** ACTION ITEM **
Use the entries below and reproduce exactly the lines from the one containing "For the dataset, tag each instance of the green" down to the one containing "For the dataset, tag each instance of the utility", both of them included.

(Data extracted from a collection)
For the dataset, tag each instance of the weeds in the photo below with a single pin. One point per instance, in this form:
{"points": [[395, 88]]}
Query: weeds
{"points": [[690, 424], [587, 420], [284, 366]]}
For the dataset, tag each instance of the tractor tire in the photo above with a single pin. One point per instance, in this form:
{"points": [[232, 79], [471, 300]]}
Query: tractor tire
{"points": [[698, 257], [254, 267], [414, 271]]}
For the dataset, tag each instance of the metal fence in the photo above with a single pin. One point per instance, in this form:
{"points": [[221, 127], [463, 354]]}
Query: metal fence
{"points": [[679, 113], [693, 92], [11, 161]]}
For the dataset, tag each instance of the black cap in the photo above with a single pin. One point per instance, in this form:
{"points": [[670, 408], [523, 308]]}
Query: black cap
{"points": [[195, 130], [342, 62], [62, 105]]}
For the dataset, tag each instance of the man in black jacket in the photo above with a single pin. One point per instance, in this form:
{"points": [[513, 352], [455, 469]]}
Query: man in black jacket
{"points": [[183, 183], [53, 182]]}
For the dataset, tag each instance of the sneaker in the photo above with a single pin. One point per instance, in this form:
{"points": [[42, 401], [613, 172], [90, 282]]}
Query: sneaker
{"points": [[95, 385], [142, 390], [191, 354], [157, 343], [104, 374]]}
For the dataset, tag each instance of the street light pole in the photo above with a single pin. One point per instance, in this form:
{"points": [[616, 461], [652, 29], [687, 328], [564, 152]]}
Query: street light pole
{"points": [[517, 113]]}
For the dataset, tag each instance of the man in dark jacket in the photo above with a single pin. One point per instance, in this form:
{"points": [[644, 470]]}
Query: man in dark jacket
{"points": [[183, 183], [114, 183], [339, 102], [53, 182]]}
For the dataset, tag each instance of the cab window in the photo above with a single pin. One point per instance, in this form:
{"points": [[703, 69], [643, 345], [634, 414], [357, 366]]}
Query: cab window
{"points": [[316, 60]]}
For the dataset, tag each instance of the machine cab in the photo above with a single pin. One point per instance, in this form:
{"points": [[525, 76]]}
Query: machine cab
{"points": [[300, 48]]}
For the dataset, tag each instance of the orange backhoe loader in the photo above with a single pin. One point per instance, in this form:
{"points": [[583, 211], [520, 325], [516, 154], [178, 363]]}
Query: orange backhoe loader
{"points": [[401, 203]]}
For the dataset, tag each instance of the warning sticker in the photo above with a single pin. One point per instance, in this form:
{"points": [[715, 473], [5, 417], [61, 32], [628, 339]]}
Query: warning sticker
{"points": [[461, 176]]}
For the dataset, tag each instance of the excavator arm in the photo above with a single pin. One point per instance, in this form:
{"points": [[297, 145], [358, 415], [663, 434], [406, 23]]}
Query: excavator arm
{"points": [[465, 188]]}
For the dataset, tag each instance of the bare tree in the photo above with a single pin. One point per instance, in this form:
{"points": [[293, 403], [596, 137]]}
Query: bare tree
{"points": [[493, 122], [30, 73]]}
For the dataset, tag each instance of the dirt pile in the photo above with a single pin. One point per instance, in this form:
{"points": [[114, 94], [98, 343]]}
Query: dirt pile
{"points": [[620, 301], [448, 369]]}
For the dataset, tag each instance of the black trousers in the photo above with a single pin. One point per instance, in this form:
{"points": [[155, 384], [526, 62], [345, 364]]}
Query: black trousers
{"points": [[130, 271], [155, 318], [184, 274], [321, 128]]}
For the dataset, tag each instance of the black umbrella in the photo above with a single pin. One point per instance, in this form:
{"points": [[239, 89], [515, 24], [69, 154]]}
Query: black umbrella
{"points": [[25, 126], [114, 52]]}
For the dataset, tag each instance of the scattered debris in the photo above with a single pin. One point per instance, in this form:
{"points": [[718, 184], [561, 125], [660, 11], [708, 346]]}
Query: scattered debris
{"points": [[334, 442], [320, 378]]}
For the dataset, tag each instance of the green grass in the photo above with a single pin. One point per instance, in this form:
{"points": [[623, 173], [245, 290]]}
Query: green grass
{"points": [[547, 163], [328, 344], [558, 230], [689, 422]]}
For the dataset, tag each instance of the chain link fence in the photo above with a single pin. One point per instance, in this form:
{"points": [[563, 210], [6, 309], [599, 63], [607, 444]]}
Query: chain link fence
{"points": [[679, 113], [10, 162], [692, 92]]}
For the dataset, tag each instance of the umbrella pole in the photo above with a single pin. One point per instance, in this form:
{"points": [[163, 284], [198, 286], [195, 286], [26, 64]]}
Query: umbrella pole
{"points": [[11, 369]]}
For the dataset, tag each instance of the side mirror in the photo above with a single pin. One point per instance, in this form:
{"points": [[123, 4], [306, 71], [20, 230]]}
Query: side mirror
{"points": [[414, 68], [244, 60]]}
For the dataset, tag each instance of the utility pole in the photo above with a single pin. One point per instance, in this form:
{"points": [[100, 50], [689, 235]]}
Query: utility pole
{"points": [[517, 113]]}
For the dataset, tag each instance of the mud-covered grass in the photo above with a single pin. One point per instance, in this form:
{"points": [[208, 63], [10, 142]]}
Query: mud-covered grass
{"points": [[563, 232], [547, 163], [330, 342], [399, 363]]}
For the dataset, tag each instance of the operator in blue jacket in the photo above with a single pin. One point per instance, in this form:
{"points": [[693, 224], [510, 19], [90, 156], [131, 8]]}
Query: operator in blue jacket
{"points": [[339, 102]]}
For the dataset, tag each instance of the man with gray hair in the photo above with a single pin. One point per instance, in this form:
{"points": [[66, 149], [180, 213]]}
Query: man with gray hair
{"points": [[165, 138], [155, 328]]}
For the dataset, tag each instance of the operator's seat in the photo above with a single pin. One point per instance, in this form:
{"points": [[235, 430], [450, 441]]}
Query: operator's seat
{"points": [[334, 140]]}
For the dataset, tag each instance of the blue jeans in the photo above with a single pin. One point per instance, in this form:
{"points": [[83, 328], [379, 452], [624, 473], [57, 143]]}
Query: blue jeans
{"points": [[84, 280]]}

** RESULT FOR THIS EXERCISE **
For the dataset, tag each instance of the green grass in the photo above with a single pin. One point per instance, in this form:
{"points": [[623, 173], [245, 290]]}
Query: green grass
{"points": [[547, 163], [328, 344], [558, 230], [689, 422]]}
For the dataset, tag each instance of the chain link fence in the photo above with a single pin. One point per instance, in this form:
{"points": [[563, 210], [6, 309], [599, 63], [607, 444]]}
Query: chain link fence
{"points": [[679, 113], [10, 162], [692, 92]]}
For the dataset, tag each instance of the umbrella pole in the photo above with a single pin. One point per instance, in this form:
{"points": [[163, 284], [198, 286], [195, 286], [26, 64]]}
Query: umbrella pole
{"points": [[11, 369]]}
For the dataset, tag each instance of the side mirror in the photo above with a single pin. One point per instance, in this form:
{"points": [[123, 4], [306, 71], [20, 230]]}
Query: side mirror
{"points": [[414, 68], [244, 60]]}
For the dataset, tag each instance of the utility pole in the photo above with a single pin. One point per instance, in this form:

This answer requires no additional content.